▸ Work to do:
Give the listing again exactly, omitting its images.

▸ Point annotation records:
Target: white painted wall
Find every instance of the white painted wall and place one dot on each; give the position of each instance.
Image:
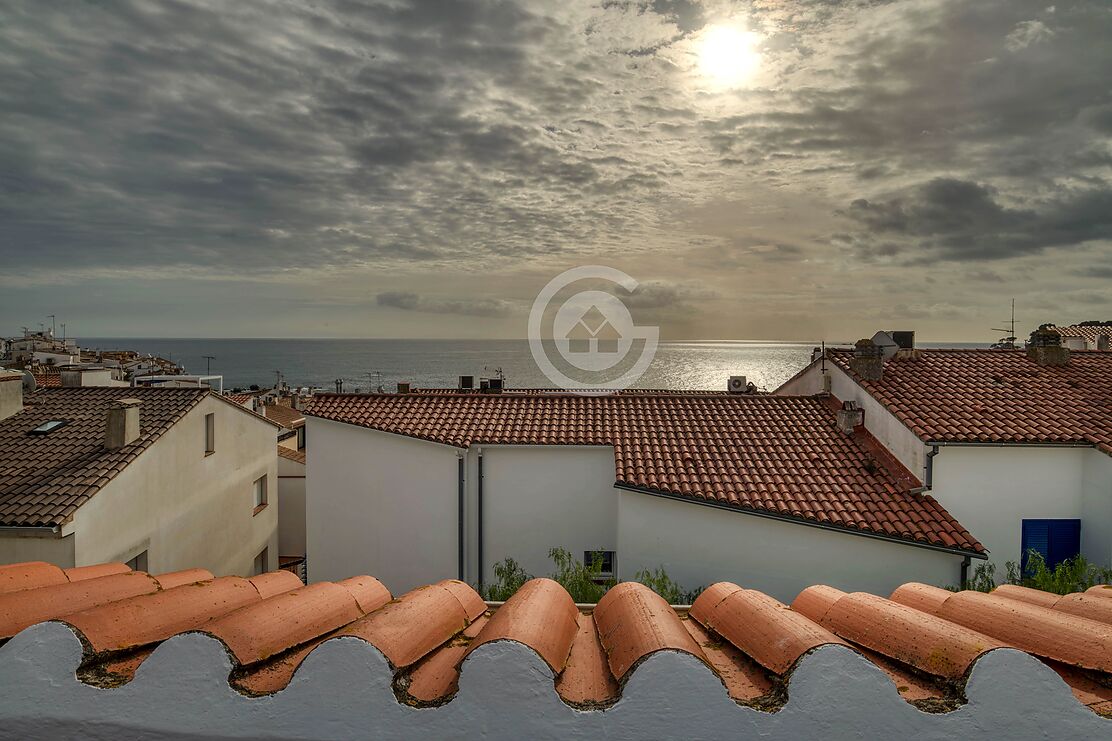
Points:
(540, 496)
(379, 504)
(992, 490)
(290, 507)
(700, 545)
(1096, 506)
(187, 509)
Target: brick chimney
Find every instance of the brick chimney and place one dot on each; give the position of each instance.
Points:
(850, 417)
(1045, 348)
(122, 425)
(11, 393)
(867, 359)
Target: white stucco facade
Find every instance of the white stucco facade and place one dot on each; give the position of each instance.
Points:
(388, 505)
(991, 488)
(182, 507)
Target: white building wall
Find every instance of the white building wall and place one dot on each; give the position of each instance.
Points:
(379, 504)
(698, 545)
(992, 490)
(538, 497)
(184, 507)
(290, 507)
(1096, 507)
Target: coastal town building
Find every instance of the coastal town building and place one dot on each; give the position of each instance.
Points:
(1015, 444)
(165, 477)
(187, 655)
(773, 491)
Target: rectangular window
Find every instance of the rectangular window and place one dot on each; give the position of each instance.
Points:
(261, 562)
(1056, 540)
(260, 493)
(139, 563)
(606, 559)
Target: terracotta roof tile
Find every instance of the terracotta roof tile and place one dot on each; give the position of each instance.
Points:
(982, 395)
(771, 454)
(751, 642)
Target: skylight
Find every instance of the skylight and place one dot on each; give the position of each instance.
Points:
(48, 427)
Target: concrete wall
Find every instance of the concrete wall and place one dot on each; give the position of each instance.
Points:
(184, 507)
(538, 497)
(992, 490)
(379, 504)
(290, 507)
(700, 545)
(18, 546)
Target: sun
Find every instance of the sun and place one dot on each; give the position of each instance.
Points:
(727, 56)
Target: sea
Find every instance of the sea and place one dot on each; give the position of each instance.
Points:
(369, 364)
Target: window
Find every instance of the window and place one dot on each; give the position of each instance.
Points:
(209, 434)
(260, 493)
(1056, 540)
(605, 557)
(139, 563)
(261, 562)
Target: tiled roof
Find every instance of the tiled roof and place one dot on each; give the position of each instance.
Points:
(1088, 332)
(770, 454)
(925, 640)
(45, 478)
(296, 456)
(286, 416)
(982, 395)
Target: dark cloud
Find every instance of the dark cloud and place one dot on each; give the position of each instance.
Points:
(956, 219)
(410, 302)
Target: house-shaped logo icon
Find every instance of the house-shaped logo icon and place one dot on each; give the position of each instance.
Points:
(593, 333)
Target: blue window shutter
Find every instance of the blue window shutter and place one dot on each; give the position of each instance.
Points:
(1056, 540)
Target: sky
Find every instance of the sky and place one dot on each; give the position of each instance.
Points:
(772, 169)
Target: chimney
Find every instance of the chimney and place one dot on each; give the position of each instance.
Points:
(867, 359)
(11, 393)
(850, 417)
(1045, 348)
(122, 425)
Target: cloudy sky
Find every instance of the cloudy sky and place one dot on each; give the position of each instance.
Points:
(791, 169)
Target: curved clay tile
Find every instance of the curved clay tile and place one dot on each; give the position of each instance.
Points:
(923, 598)
(29, 575)
(181, 578)
(275, 582)
(634, 622)
(413, 625)
(19, 610)
(768, 631)
(815, 601)
(81, 573)
(1029, 595)
(270, 626)
(919, 639)
(1083, 605)
(148, 618)
(586, 678)
(1043, 632)
(542, 615)
(368, 592)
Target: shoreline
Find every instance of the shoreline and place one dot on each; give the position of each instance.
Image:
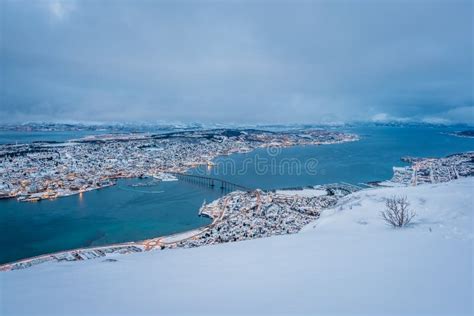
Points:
(36, 197)
(461, 166)
(143, 245)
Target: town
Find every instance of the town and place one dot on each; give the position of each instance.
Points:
(434, 170)
(31, 172)
(241, 215)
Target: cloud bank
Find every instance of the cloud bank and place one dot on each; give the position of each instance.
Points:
(272, 62)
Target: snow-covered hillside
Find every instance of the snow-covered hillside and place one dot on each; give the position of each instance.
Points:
(347, 262)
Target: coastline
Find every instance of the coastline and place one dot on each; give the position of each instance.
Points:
(36, 197)
(461, 164)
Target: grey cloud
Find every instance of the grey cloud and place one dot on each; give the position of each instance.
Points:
(279, 61)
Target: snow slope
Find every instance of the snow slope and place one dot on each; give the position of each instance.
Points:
(348, 262)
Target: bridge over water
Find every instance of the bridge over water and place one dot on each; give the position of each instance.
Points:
(210, 181)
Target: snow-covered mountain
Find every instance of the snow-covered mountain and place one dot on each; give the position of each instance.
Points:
(347, 262)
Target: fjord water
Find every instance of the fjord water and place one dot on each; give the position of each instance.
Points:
(111, 215)
(124, 213)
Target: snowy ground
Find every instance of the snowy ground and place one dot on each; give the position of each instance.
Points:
(348, 262)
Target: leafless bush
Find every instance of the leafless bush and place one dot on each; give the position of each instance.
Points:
(397, 212)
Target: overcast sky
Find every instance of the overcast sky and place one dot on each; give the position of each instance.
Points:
(236, 61)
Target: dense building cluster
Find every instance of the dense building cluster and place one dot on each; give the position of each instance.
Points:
(434, 170)
(48, 170)
(256, 214)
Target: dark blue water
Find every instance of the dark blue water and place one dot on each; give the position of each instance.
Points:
(123, 213)
(116, 214)
(13, 137)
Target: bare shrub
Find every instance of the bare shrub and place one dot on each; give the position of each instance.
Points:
(397, 212)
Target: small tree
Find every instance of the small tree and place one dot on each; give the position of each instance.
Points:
(397, 213)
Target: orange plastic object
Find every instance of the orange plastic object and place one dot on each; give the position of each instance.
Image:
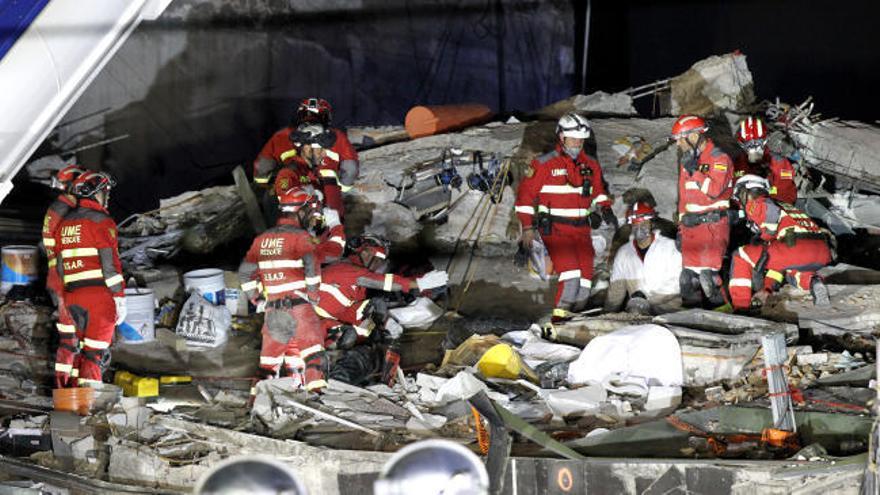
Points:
(428, 120)
(78, 400)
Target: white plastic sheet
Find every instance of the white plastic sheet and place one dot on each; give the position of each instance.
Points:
(646, 351)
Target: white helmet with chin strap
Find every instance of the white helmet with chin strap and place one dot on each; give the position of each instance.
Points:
(574, 126)
(433, 467)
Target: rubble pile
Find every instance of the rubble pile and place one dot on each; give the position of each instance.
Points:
(689, 384)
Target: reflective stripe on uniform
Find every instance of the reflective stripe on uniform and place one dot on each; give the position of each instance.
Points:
(62, 328)
(570, 212)
(316, 384)
(95, 344)
(308, 351)
(563, 189)
(79, 252)
(270, 360)
(114, 280)
(278, 289)
(336, 293)
(86, 275)
(274, 264)
(695, 208)
(287, 154)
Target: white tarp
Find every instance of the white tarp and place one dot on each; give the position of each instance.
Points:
(644, 351)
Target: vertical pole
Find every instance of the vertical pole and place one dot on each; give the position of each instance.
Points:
(780, 396)
(500, 63)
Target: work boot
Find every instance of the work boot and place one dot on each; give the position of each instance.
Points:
(820, 293)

▸ Response:
Target: white painted wall
Find every instance of the white painted wall and place one dot on each; give the position of each instance.
Image:
Points:
(540, 496)
(379, 504)
(992, 490)
(290, 507)
(700, 545)
(1096, 506)
(187, 509)
Target: brick chimney
Find every instance of the brick chimney and place one dot on each; give the position of each instance.
Points:
(850, 417)
(1045, 348)
(122, 425)
(11, 393)
(867, 359)
Target: white stucco facade
Find every instance of the white stucco facade and place one dot on each; give the position of each instance.
Points:
(388, 505)
(991, 488)
(182, 507)
Target: white building wall
Find every instance of the white building wall and place one dot on each; give the position of each instance.
Points:
(379, 504)
(698, 545)
(992, 490)
(538, 497)
(184, 507)
(290, 507)
(1096, 507)
Target: coastal town building
Find every instance of the coastal town building and place one dot on each; give the position of each instance.
Points:
(1015, 444)
(165, 477)
(187, 655)
(773, 491)
Target: rectangular window
Find every instance of the rectangular window and place one dot on each; give the position of each instance.
Points:
(261, 562)
(1056, 540)
(260, 493)
(139, 563)
(606, 559)
Target: terracotta roof tile
Find every instance of the terracotta roof tile and place one dot on each; give the position of each instance.
Points:
(982, 395)
(771, 454)
(751, 642)
Target: skylight
Find every instance of the skylight and place one dot on each; give the position of each instance.
Points:
(48, 427)
Target: concrete wall
Find every instance of the concrete wall and place one dot on each; give the position of each instance.
Points:
(184, 507)
(538, 497)
(992, 490)
(379, 504)
(290, 507)
(700, 545)
(18, 546)
Target: sun
Find every instance of the sun and place one dot on each; give the position of each instance.
Points:
(727, 56)
Target: sea
Find every instance of the sea and place one dot on each; give the position of each instance.
Points:
(369, 364)
Target: window
Find every instance of the window and place one dot on each; give the position of each instance.
Points:
(209, 434)
(260, 493)
(1056, 540)
(605, 557)
(139, 563)
(261, 562)
Target: tiled roof
Find every instance of the tiled roof and place one dot on each; give the position of each instance.
Points:
(1088, 332)
(770, 454)
(925, 640)
(45, 478)
(296, 456)
(286, 416)
(982, 395)
Target: dark cloud
Find every instance of the dark cloud and place one dot on each; give the position of each instance.
Points:
(956, 219)
(410, 302)
Target: house-shaped logo icon
Find every instance of the house-shaped logo icon and place one dot on each; give the position of each instance.
Points:
(593, 333)
Target: blue window shutter
Find every instance of the blue window shutter and place one dot on each; give the position of each instance.
Points:
(1056, 540)
Target: sky
Find every instance of the sky and place one dot on each; give the position of each instance.
Points:
(772, 169)
Target: chimney
Find every instance of the chimney and place one dot on each; give the position of each instance.
Points:
(867, 359)
(11, 393)
(850, 417)
(1045, 348)
(122, 425)
Target: cloudy sky
Find every instance of the cloudy sky and place one dot on each; give the position of each instance.
Points:
(791, 169)
Target: curved clay tile
Find every instance of the curved clay tile and place one dot on each; give the position of each instance.
Points:
(923, 598)
(29, 575)
(181, 578)
(275, 582)
(634, 622)
(413, 625)
(19, 610)
(768, 631)
(815, 601)
(81, 573)
(1029, 595)
(270, 626)
(919, 639)
(1083, 605)
(148, 618)
(586, 678)
(1043, 632)
(542, 615)
(368, 592)
Target: shoreline
Find every instance of the shoreline and place one dot on each; give the position of each instance.
Image:
Points:
(36, 197)
(461, 166)
(143, 245)
Target: town
Find every instance of the town and place one dot on each; give the position of each instance.
Points:
(434, 170)
(31, 172)
(241, 215)
Target: cloud bank
Find every instance of the cloud bank and place one dot on each; give the position of each instance.
Points:
(272, 62)
Target: snow-covered hillside
Find every instance of the snow-covered hillside and place one dot on each; give the position of each instance.
Points:
(347, 262)
Target: coastline
Find every instance of the coastline and place one dot on each; give the position of each instance.
Points:
(36, 197)
(461, 164)
Target: grey cloud
Find every instance of the grey cloud and place one dot on each; give the position of each instance.
Points:
(279, 61)
Target: snow slope
Find every instance of the snow slope and place one dot on each; give the position of each instance.
Points:
(348, 262)
Target: bridge over water
Find every instance of the bridge over water and place one dot on each; give the position of each instance.
Points:
(210, 181)
Target: snow-covered mountain
Find every instance of the snow-covered mountain and place one dot on each; give the position of each instance.
Points:
(347, 262)
Target: fjord water
Find every instance of the fjord water and place one dot on each; give the position of each instance.
Points:
(111, 215)
(124, 213)
Target: snowy ground
Find every instance of the snowy ground and place one dot on each; give the position of each instance.
Points:
(348, 262)
Target: leafless bush
Find every instance of the leafless bush and place one dot on each; give the position of each instance.
Points:
(397, 212)
Target: overcast sky
Find every instance of the overcast sky and place one dot on each; give the position of each instance.
Points:
(236, 61)
Target: dense building cluster
Find every instance of the dense building cluster and place one dot on each; give the position of each instance.
Points:
(434, 170)
(48, 170)
(256, 214)
Target: dark blue water
Find every instance of the dark blue water and place one dot on each; give the position of each instance.
Points:
(123, 213)
(116, 214)
(13, 137)
Target: bare shrub
Find every instance of the bare shrub and place one dot on each; give the position of each instance.
Points:
(397, 212)
Target: small tree
Find every instance of the small tree and place one dot on each; give the position of each instance.
Points:
(397, 213)
Target: orange plastic object
Find every instance of the orange plastic object and place one dot on each; give the position of each instance.
Image:
Points:
(428, 120)
(78, 400)
Target: white plastic sheet
Find every instance of the white plastic sheet and place one dot on each; give the position of each instance.
Points:
(646, 351)
Target: white helmet with chin strap
Find every instance of the white helmet with chin strap and place one dot on each; give the position of each instance.
Points:
(574, 126)
(433, 467)
Target: rubble pile
Find every instance of the rubble pile and place one dot on each; give the position of each instance.
Points:
(689, 384)
Target: reflective stripe on uniform
Find every instance of the reflective stripe on uniform and place one dot on each; give the position of each instance.
Points:
(62, 328)
(570, 212)
(316, 384)
(95, 344)
(308, 351)
(563, 189)
(79, 252)
(270, 360)
(114, 280)
(278, 289)
(336, 293)
(86, 275)
(274, 264)
(695, 208)
(287, 154)
Target: white tarp
Find every instance of the white tarp and place one dot on each; give the position of each instance.
Points:
(644, 351)
Target: vertical pole
Find every instance of the vertical pole and place one dot on each; give the position of each instance.
Points:
(780, 396)
(500, 63)
Target: work boot
Find every instance of the work boot and place one dot on each; give the position of each instance.
Points:
(820, 293)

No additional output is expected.